--- start of Text shown ---
Submit to this Journal Review for this Journal Propose a Special Issue

Article Menu

Share Help Cite Discuss in SciProfiles

Open AccessArticle

Peer-Review Record

gbt-HIPS: Explaining the Classifications of Gradient Boosted Tree Ensembles

Appl. Sci. 2021, 11(6), 2511; https://doi.org/10.3390/app11062511

by Julian Hatwell^*

, Mohamed Medhat Gaber and R. Muhammad Atif Azad

Reviewer 1: Anonymous

Reviewer 2: Anonymous

Appl. Sci. 2021, 11(6), 2511; https://doi.org/10.3390/app11062511

Submission received: 30 January 2021 / Revised: 2 March 2021 / Accepted: 6 March 2021 / Published: 11 March 2021

(This article belongs to the Special Issue Explainable Artificial Intelligence (XAI))

Round 1

Reviewer 1 Report

The manuscript titled "gbt-HIPS: Explaining the Classifications of Gradient Boosted Tree Ensembles" presents the idea of extracting a classification rule to explain Gradient Boosted Tree models. The text is interesting, the method has been walidated on several benchmark datasets.
--- end of Text shown ---
--- start of Data excerpts ---
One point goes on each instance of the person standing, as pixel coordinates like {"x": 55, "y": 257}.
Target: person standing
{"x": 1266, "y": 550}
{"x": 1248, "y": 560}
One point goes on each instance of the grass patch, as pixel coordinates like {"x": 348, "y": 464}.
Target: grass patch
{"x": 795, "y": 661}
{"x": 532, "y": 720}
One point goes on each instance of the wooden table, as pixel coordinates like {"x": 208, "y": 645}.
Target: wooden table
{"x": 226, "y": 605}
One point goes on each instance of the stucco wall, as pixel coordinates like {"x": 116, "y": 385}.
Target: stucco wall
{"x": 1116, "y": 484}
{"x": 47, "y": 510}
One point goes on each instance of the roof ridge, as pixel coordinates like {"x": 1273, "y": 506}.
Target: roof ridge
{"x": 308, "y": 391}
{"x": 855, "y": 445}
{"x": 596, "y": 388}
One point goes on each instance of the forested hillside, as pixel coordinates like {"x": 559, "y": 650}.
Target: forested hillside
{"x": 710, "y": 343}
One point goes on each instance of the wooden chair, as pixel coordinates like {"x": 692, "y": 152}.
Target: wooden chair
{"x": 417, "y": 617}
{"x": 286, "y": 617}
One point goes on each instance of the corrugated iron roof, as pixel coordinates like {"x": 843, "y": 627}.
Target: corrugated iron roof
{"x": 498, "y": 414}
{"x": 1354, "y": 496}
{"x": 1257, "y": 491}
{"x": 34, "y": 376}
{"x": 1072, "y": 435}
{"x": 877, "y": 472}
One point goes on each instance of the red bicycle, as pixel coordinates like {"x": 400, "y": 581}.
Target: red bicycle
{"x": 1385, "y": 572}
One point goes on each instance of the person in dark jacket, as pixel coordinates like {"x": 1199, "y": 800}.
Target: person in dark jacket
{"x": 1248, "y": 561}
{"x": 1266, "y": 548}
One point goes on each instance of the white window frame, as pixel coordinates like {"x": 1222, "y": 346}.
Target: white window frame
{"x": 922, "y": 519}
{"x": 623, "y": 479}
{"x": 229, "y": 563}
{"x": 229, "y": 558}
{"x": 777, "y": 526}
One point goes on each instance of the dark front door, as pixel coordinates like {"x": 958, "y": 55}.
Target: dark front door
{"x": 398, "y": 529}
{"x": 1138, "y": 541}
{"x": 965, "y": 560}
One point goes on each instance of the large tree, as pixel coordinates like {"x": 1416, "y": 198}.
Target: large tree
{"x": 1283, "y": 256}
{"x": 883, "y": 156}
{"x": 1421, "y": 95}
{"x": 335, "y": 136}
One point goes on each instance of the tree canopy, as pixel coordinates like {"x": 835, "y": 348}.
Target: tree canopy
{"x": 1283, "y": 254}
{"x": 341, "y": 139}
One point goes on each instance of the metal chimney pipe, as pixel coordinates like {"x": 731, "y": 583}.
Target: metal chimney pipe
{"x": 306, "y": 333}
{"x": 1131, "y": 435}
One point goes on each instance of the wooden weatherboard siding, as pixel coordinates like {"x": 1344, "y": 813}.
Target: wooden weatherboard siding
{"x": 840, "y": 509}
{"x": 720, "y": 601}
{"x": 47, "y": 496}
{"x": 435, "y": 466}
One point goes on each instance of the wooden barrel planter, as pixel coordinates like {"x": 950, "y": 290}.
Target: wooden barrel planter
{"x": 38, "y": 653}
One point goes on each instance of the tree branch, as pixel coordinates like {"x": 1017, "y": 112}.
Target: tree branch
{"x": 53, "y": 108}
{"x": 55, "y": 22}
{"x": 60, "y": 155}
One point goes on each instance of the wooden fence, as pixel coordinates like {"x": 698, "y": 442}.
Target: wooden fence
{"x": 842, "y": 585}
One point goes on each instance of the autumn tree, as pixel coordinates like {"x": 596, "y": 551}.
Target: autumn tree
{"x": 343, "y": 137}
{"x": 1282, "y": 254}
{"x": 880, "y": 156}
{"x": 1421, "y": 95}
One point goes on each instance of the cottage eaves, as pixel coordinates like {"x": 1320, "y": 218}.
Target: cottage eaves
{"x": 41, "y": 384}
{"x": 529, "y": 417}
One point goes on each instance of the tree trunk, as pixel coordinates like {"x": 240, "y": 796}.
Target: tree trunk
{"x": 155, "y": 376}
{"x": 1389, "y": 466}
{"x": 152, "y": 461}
--- end of Data excerpts ---
--- start of Data excerpts ---
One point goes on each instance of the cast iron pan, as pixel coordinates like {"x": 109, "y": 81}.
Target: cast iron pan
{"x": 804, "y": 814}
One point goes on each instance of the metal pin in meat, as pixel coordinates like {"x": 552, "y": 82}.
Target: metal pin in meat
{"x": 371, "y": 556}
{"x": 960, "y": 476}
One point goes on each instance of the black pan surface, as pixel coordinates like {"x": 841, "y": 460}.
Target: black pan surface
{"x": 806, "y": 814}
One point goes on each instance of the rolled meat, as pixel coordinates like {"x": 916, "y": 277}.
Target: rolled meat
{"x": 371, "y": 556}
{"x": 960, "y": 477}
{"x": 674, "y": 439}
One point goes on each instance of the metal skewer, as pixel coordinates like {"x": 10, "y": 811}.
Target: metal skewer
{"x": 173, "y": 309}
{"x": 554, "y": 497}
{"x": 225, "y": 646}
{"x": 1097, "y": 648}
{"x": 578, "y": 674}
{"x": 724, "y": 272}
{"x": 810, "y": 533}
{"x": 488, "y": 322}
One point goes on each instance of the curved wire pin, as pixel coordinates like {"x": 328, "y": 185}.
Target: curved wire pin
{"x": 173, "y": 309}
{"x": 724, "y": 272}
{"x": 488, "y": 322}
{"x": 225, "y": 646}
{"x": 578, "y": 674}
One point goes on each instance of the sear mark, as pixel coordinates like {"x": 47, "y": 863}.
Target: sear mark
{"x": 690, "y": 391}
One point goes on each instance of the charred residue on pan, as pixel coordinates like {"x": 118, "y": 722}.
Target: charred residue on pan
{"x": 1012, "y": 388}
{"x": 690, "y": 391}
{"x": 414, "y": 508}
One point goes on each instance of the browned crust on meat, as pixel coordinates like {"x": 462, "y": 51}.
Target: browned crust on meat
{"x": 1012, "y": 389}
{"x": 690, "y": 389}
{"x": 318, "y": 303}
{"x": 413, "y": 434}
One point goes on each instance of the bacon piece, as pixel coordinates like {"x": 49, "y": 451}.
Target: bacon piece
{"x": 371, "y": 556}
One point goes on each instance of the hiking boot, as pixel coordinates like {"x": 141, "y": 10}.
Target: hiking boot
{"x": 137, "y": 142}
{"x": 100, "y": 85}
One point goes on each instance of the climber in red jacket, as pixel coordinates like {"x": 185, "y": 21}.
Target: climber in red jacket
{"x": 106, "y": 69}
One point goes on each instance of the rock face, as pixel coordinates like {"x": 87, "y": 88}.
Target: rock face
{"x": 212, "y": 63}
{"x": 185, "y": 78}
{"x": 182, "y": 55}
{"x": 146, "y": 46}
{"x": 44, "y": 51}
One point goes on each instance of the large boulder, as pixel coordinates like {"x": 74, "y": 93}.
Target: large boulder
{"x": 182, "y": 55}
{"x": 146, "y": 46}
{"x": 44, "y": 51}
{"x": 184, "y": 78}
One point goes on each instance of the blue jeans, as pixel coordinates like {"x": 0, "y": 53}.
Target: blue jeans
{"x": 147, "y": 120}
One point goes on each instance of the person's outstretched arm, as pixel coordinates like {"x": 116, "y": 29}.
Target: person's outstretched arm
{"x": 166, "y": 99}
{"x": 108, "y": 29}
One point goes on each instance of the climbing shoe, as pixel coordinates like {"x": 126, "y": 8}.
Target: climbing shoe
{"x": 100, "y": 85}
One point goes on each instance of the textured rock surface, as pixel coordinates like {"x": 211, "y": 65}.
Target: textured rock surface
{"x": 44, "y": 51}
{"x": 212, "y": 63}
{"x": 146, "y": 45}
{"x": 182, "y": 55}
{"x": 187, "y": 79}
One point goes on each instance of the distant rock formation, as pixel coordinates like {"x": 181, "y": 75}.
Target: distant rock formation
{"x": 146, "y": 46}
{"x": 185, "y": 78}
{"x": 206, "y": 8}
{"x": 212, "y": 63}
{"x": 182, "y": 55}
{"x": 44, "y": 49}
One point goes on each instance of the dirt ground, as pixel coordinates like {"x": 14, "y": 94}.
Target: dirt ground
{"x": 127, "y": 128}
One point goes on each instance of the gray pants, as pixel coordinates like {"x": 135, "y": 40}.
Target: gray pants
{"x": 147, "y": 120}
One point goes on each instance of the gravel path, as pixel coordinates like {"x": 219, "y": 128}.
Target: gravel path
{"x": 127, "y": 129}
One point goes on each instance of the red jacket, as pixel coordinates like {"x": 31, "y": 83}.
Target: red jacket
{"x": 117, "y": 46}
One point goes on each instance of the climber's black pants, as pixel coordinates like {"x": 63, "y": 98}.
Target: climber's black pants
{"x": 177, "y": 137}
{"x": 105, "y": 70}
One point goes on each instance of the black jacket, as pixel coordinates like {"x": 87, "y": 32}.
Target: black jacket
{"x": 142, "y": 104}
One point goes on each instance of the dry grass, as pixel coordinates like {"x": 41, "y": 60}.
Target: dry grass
--- end of Data excerpts ---
--- start of Data excerpts ---
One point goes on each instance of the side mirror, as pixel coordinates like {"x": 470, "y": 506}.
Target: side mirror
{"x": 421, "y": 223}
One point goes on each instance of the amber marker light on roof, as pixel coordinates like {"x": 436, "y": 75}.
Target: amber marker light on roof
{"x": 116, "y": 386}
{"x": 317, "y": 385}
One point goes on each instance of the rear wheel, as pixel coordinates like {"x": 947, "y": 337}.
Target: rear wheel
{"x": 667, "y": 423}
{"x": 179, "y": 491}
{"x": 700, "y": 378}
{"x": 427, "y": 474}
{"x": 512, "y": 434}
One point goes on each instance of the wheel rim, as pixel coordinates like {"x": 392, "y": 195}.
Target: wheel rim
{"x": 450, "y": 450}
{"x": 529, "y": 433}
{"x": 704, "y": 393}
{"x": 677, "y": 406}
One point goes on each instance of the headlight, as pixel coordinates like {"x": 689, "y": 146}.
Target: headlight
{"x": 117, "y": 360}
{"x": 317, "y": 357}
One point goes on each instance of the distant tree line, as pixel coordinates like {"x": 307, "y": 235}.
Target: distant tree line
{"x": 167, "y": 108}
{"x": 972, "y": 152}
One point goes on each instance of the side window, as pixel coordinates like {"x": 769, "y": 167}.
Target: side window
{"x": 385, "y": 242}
--- end of Data excerpts ---
• **Given exercise A**
According to the peer-review record, on what date was the article published?
• **Given exercise B**
In the records, put the lines from the one containing "One point goes on each instance of the dirt" through the one containing "Target: dry grass", both included, into a JSON list with one string per line and no blank lines.

• **Solution A**
11 March 2021

• **Solution B**
[
  "One point goes on each instance of the dirt ground, as pixel coordinates like {\"x\": 14, \"y\": 94}.",
  "Target: dirt ground",
  "{\"x\": 127, \"y\": 128}",
  "One point goes on each instance of the gray pants, as pixel coordinates like {\"x\": 135, \"y\": 40}.",
  "Target: gray pants",
  "{\"x\": 147, \"y\": 120}",
  "One point goes on each instance of the gravel path, as pixel coordinates like {\"x\": 219, \"y\": 128}.",
  "Target: gravel path",
  "{\"x\": 127, \"y\": 129}",
  "One point goes on each instance of the red jacket, as pixel coordinates like {\"x\": 31, \"y\": 83}.",
  "Target: red jacket",
  "{\"x\": 117, \"y\": 46}",
  "One point goes on each instance of the climber's black pants, as pixel coordinates like {\"x\": 63, \"y\": 98}.",
  "Target: climber's black pants",
  "{\"x\": 177, \"y\": 137}",
  "{\"x\": 105, \"y\": 70}",
  "One point goes on each instance of the black jacket, as pixel coordinates like {\"x\": 87, \"y\": 32}.",
  "Target: black jacket",
  "{\"x\": 142, \"y\": 104}",
  "One point goes on each instance of the dry grass, as pixel coordinates like {\"x\": 41, \"y\": 60}.",
  "Target: dry grass"
]